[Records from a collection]
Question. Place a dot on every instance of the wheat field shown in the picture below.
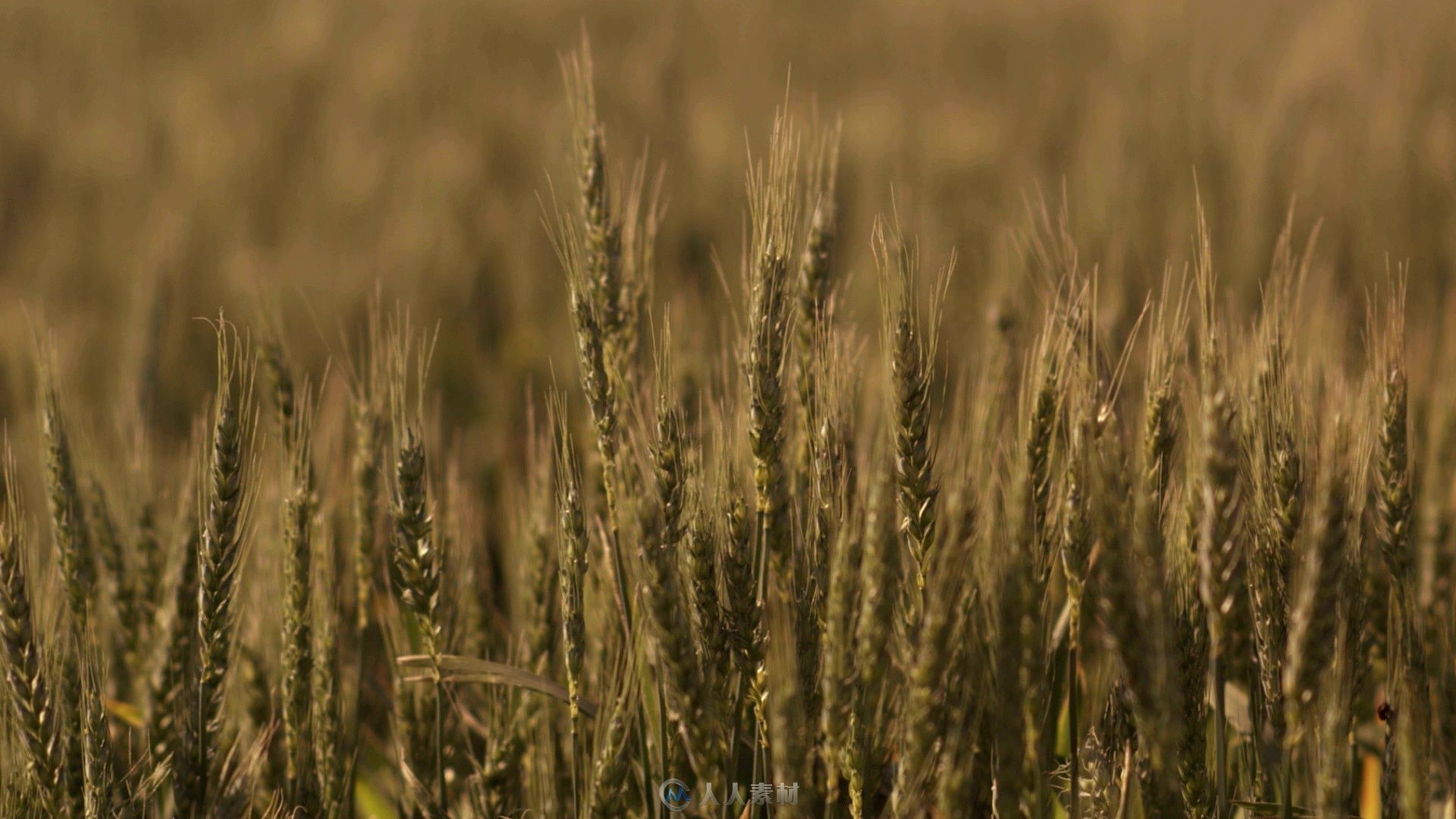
(807, 410)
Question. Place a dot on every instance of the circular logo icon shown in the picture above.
(674, 795)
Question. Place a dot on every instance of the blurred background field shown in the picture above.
(162, 158)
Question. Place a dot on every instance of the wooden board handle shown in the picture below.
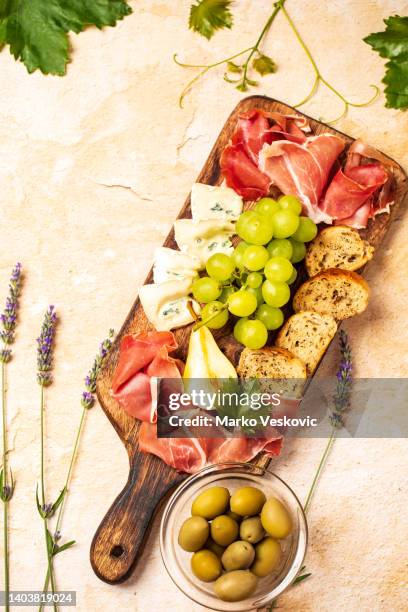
(119, 540)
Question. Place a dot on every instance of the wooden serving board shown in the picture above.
(119, 540)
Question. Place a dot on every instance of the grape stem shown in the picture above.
(242, 83)
(319, 77)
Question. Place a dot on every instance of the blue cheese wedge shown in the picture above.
(202, 239)
(214, 202)
(165, 304)
(174, 265)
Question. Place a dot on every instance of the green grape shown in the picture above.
(225, 293)
(254, 228)
(255, 258)
(257, 292)
(293, 277)
(254, 280)
(275, 293)
(253, 334)
(266, 206)
(238, 328)
(290, 203)
(238, 254)
(271, 317)
(285, 223)
(280, 247)
(220, 266)
(278, 269)
(306, 231)
(209, 310)
(206, 289)
(299, 251)
(242, 303)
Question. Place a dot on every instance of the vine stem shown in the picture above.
(250, 50)
(67, 482)
(45, 521)
(319, 78)
(5, 483)
(320, 467)
(264, 31)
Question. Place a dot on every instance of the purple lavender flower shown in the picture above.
(341, 396)
(88, 396)
(45, 345)
(9, 317)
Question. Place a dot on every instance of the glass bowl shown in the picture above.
(233, 476)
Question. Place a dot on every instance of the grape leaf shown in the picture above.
(392, 44)
(37, 30)
(264, 65)
(210, 15)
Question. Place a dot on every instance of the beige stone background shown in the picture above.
(93, 170)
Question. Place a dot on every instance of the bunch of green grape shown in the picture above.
(254, 282)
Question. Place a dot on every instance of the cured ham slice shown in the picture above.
(303, 169)
(240, 159)
(243, 449)
(360, 190)
(242, 174)
(142, 359)
(351, 188)
(183, 454)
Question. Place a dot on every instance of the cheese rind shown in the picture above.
(214, 202)
(170, 264)
(204, 238)
(165, 304)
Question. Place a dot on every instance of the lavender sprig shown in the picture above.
(9, 316)
(341, 401)
(7, 336)
(87, 401)
(45, 345)
(88, 396)
(341, 396)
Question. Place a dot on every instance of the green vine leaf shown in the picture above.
(392, 44)
(37, 31)
(264, 65)
(208, 16)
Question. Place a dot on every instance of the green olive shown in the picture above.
(224, 530)
(206, 566)
(267, 557)
(216, 548)
(238, 555)
(236, 586)
(211, 503)
(193, 533)
(276, 519)
(247, 501)
(251, 530)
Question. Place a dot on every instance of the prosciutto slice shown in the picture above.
(303, 169)
(240, 159)
(142, 359)
(183, 454)
(360, 190)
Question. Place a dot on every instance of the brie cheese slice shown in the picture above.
(214, 202)
(174, 265)
(165, 304)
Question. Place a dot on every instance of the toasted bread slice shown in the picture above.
(270, 362)
(337, 247)
(307, 335)
(339, 293)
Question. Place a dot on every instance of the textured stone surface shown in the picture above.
(93, 169)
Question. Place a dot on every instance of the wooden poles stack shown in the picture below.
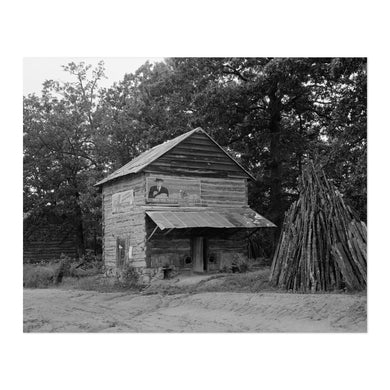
(323, 245)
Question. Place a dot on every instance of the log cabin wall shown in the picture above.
(48, 241)
(124, 221)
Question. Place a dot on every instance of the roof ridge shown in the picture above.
(147, 157)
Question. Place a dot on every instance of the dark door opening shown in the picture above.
(199, 254)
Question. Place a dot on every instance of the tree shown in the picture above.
(60, 161)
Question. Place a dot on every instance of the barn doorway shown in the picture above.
(199, 254)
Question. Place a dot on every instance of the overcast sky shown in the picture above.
(37, 70)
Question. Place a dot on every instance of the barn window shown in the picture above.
(212, 258)
(187, 260)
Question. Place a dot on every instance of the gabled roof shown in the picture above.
(146, 158)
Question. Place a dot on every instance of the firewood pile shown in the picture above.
(323, 245)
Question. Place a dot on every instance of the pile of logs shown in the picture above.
(323, 245)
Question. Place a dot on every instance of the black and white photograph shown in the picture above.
(195, 194)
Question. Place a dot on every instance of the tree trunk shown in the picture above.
(276, 167)
(79, 227)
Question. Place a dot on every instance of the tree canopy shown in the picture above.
(272, 114)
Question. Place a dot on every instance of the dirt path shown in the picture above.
(55, 310)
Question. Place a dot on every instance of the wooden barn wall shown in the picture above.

■ **TASK OBJECTIVE**
In the copy, keep every line of the data above exactly and drop each picture.

■ **EXERCISE RESPONSE**
Question. Place a dot on every instance of the wheat field shown in the picture below.
(807, 410)
Question. Place a dot on every instance of the circular logo icon shown in the picture above.
(674, 795)
Question. Place a dot on every instance of the blurred background field shown in the picture above.
(162, 158)
Question. Place a dot on every instance of the wooden board handle shown in the picture below.
(119, 540)
Question. Place a dot on every instance of the wooden serving board shown in the picture above.
(119, 540)
Question. Place a dot on every instance of the grape stem shown in the picture above.
(242, 83)
(319, 77)
Question. Place a dot on every instance of the blue cheese wedge shown in the picture above.
(202, 239)
(214, 202)
(165, 304)
(174, 265)
Question. Place a dot on every instance of the green grape shown in the picture above.
(225, 293)
(254, 228)
(255, 258)
(257, 292)
(293, 277)
(254, 280)
(275, 293)
(253, 334)
(266, 206)
(238, 328)
(290, 203)
(238, 254)
(271, 317)
(285, 223)
(280, 247)
(220, 266)
(278, 269)
(306, 231)
(209, 310)
(206, 289)
(299, 251)
(242, 303)
Question. Place a dot on every instance of the vine stem shown in the picture above.
(250, 50)
(67, 482)
(45, 521)
(319, 78)
(5, 483)
(320, 467)
(264, 31)
Question. Place a dot on every instance of the purple lavender flower shown in the picture above.
(341, 396)
(88, 396)
(45, 345)
(9, 317)
Question. Place a dot on every instance of the glass bowl shown in the picture above.
(233, 476)
Question. Place a dot on every instance of the grape leaf shown in the picture above.
(392, 44)
(37, 30)
(264, 65)
(210, 15)
Question. Place a dot on every instance of the beige stone background shown in the picture above.
(93, 170)
Question. Place a dot on every instance of the bunch of green grape shown in the picture above.
(254, 282)
Question. Place a dot on every instance of the cured ham slice shown in the picture above.
(303, 169)
(240, 159)
(243, 449)
(360, 190)
(242, 174)
(142, 359)
(351, 188)
(183, 454)
Question. Place a dot on every instance of the cheese rind shown in the picture above.
(214, 202)
(170, 264)
(204, 238)
(165, 304)
Question. Place a dot on every instance of the lavender sprig shown in the picture above.
(9, 316)
(341, 401)
(7, 336)
(87, 401)
(45, 345)
(88, 396)
(341, 396)
Question. Place a dot on every instance of the green vine leaf shown in the picture above.
(392, 44)
(37, 31)
(264, 65)
(208, 16)
Question. Place a dot on every instance of the green olive shown in the picture above.
(224, 530)
(206, 566)
(267, 557)
(216, 548)
(238, 555)
(236, 586)
(211, 503)
(193, 533)
(276, 519)
(247, 501)
(251, 530)
Question. Place a dot on every instance of the prosciutto slice shown in the picture above.
(303, 169)
(240, 159)
(142, 359)
(183, 454)
(360, 190)
Question. Place a dot on every instance of the brie cheese slice shown in the picture above.
(214, 202)
(174, 265)
(165, 304)
Question. Place a dot on every instance of the toasted bread slice shown in the picture above.
(270, 362)
(337, 247)
(307, 335)
(339, 293)
Question. Place a dot on every instance of the textured stone surface shown in the picture above.
(93, 169)
Question. Place a dot on every instance of the wooden poles stack shown in the picture below.
(323, 245)
Question. Place a dot on every instance of the log cabin wall shown in the picture above.
(48, 241)
(124, 221)
Question. Place a dot on every instance of the roof ridge shown in the picture above.
(147, 157)
Question. Place a dot on every instance of the dark door opening shown in the picture above.
(199, 254)
Question. Place a dot on every instance of the tree shown in the picture above.
(60, 161)
Question. Place a dot on every instance of the barn doorway shown in the picture above.
(199, 254)
Question. Place a dot on every instance of the overcast sky shown in the picture above.
(37, 70)
Question. Place a dot on every instance of the barn window shown in the picture above.
(212, 258)
(187, 260)
Question. Place a dot on every instance of the gabled roof shown in the picture above.
(146, 158)
Question. Place a dot on every instance of the firewood pile shown in the picture above.
(323, 245)
Question. Place a dot on every instance of the pile of logs shown in the picture above.
(323, 245)
Question. Place a dot on every instance of the black and white photograph shown in the picture above.
(195, 194)
Question. Place a dot on every instance of the tree trunk shown in the picture above.
(276, 167)
(79, 227)
Question. Place a dot on every instance of the tree canopy shown in the picture above.
(272, 114)
Question. Place a dot on every instance of the dirt path shown in the picture above.
(55, 310)
Question. Place a dot on every instance of the wooden barn wall shown in the picture above.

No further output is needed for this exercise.